◆ **Image point grounding data**
::::::

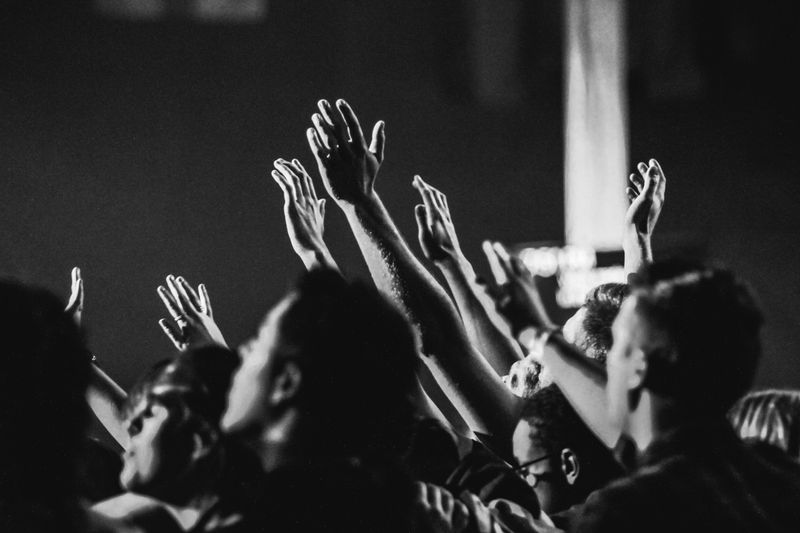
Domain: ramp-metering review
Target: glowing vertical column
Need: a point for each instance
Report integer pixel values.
(595, 122)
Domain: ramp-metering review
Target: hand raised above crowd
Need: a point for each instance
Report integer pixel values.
(647, 193)
(437, 235)
(192, 313)
(518, 298)
(347, 165)
(304, 213)
(75, 303)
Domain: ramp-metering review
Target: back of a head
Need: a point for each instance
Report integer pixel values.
(42, 399)
(771, 417)
(602, 306)
(200, 376)
(713, 325)
(558, 426)
(358, 357)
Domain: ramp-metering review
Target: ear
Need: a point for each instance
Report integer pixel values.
(204, 439)
(286, 384)
(570, 465)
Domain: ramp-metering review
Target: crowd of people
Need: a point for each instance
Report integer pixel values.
(405, 406)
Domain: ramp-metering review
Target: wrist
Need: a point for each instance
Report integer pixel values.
(365, 201)
(534, 339)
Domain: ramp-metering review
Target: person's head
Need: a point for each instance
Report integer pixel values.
(771, 417)
(337, 355)
(45, 371)
(173, 415)
(689, 340)
(589, 329)
(565, 460)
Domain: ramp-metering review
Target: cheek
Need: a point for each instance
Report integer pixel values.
(244, 396)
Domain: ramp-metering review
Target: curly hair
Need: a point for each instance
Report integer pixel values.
(602, 306)
(558, 426)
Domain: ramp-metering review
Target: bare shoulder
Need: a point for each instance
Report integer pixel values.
(135, 513)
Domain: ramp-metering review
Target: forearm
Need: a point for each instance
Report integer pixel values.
(500, 350)
(464, 375)
(638, 250)
(583, 382)
(106, 400)
(320, 257)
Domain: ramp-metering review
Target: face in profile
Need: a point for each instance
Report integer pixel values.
(248, 405)
(624, 363)
(159, 449)
(545, 475)
(526, 377)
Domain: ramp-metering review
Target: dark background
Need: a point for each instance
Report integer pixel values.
(135, 150)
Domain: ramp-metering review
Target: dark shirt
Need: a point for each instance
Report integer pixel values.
(490, 478)
(699, 478)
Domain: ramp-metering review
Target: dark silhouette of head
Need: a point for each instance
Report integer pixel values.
(336, 353)
(771, 417)
(708, 324)
(600, 309)
(42, 406)
(574, 462)
(176, 447)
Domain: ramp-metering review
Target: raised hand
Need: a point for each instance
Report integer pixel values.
(437, 236)
(646, 195)
(518, 298)
(303, 211)
(75, 303)
(192, 313)
(437, 511)
(347, 165)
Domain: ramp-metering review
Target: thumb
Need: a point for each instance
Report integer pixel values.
(378, 140)
(422, 218)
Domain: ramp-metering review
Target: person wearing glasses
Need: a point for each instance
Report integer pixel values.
(557, 455)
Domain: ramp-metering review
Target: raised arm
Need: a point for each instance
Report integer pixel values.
(646, 193)
(437, 236)
(106, 399)
(581, 379)
(349, 168)
(304, 214)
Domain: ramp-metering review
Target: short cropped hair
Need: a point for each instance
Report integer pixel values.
(602, 306)
(198, 377)
(713, 324)
(358, 357)
(558, 426)
(771, 417)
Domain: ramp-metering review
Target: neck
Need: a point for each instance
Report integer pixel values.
(289, 440)
(190, 513)
(650, 420)
(198, 490)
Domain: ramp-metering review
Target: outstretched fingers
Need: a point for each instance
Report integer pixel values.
(427, 199)
(173, 335)
(335, 121)
(75, 303)
(319, 150)
(354, 127)
(205, 301)
(378, 144)
(171, 304)
(496, 268)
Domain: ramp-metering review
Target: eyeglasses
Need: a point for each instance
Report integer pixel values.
(533, 478)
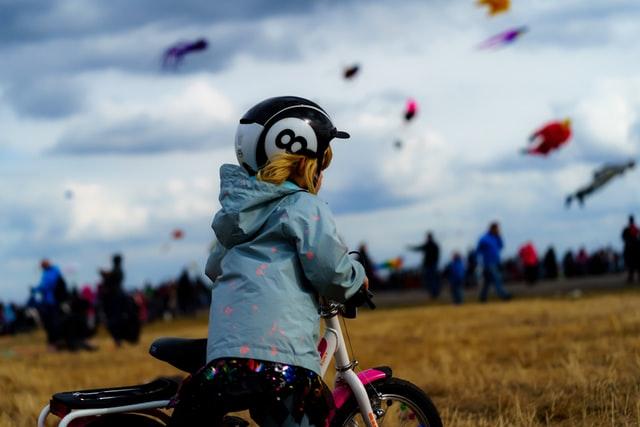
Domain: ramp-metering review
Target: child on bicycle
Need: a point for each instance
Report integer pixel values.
(277, 251)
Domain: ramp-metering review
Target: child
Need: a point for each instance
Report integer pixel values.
(277, 251)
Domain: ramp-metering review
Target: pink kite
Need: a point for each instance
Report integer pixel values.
(411, 109)
(550, 137)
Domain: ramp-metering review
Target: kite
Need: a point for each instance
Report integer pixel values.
(495, 6)
(504, 38)
(391, 264)
(600, 177)
(410, 110)
(350, 72)
(177, 234)
(174, 55)
(550, 137)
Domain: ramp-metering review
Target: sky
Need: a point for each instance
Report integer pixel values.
(103, 151)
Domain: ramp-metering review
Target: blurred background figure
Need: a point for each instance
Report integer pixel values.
(582, 262)
(369, 267)
(431, 256)
(550, 264)
(119, 309)
(529, 259)
(52, 291)
(569, 268)
(471, 273)
(455, 274)
(631, 239)
(489, 247)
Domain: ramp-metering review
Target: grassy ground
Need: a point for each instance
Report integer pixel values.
(530, 362)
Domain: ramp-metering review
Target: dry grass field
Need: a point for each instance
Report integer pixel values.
(528, 362)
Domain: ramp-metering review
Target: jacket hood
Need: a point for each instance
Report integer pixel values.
(246, 205)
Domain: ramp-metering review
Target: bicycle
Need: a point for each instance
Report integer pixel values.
(370, 398)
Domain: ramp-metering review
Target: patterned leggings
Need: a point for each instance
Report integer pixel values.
(275, 394)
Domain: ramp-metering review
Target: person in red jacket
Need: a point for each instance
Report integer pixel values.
(548, 138)
(529, 259)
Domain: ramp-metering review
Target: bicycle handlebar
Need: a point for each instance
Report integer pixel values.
(364, 296)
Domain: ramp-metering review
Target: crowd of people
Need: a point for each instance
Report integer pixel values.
(484, 268)
(70, 316)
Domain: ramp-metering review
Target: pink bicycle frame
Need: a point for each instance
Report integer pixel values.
(347, 382)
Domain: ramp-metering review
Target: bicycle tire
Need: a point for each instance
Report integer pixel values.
(123, 420)
(395, 398)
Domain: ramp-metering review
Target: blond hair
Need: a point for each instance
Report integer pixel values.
(285, 166)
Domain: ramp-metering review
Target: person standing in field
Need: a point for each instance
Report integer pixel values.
(277, 252)
(489, 247)
(455, 274)
(550, 264)
(631, 239)
(51, 289)
(430, 277)
(529, 258)
(119, 309)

::::::

◆ **Description of the task**
Among the entries above, find the line with "Target: thumb" and repeat exactly from there through the line with "Target: grassy ground", leaving out the pictures.

◆ **Written response**
Target: thumb
Need: a point for each instance
Report integer pixel values.
(378, 140)
(422, 218)
Domain: ramp-metering review
Target: person wearing glasses
Need: a point for each instance
Report integer pixel values.
(557, 455)
Domain: ramp-metering review
Target: raised arm
Need: a point for each instance
Report integer pixel values.
(646, 193)
(437, 236)
(106, 399)
(581, 379)
(349, 168)
(304, 214)
Domain: ramp-metering review
Target: short cropped hair
Need: a point for each instance
Report integer pixel values.
(602, 306)
(198, 377)
(713, 324)
(358, 357)
(558, 426)
(771, 417)
Domain: ramp-metering review
Target: neck
Need: a point for each instance
Report integer pixel values.
(289, 440)
(190, 513)
(650, 420)
(198, 490)
Domain: ramp-metering review
Target: outstretched fingers
Need: a point for each instance
Report integer pixel values.
(427, 199)
(173, 335)
(335, 121)
(75, 303)
(319, 150)
(354, 127)
(205, 301)
(378, 144)
(171, 304)
(496, 268)
Domain: ramp-metering review
Target: eyeglasses
Need: a point for each instance
Report integer pixel values.
(533, 478)
Domain: ramp-metering review
Target: child on bicycle
Need: a point for each instance
Report integer pixel values.
(277, 251)
Domain: ramp-metering review
Target: child
Need: a point for each instance
Report integer pixel values.
(277, 251)
Domain: ramp-metering review
Target: pink kite
Need: a point for each instance
Report integer pixel values.
(411, 109)
(550, 137)
Domain: ramp-metering review
Target: kite
Need: a point for each instance
Report integer pixel values.
(495, 6)
(504, 38)
(391, 264)
(600, 177)
(410, 110)
(350, 72)
(177, 234)
(174, 55)
(550, 137)
Domain: ramp-metering review
Target: sky
Need: a point for each instance
Report integer pixel values.
(103, 151)
Domain: ramp-metering review
Target: blurred background figure
Need: a point for each instance
Report integer pixel values.
(582, 262)
(369, 267)
(431, 256)
(550, 264)
(119, 309)
(529, 259)
(52, 291)
(569, 268)
(471, 273)
(455, 274)
(631, 239)
(489, 247)
Domain: ramp-metering review
Target: grassy ground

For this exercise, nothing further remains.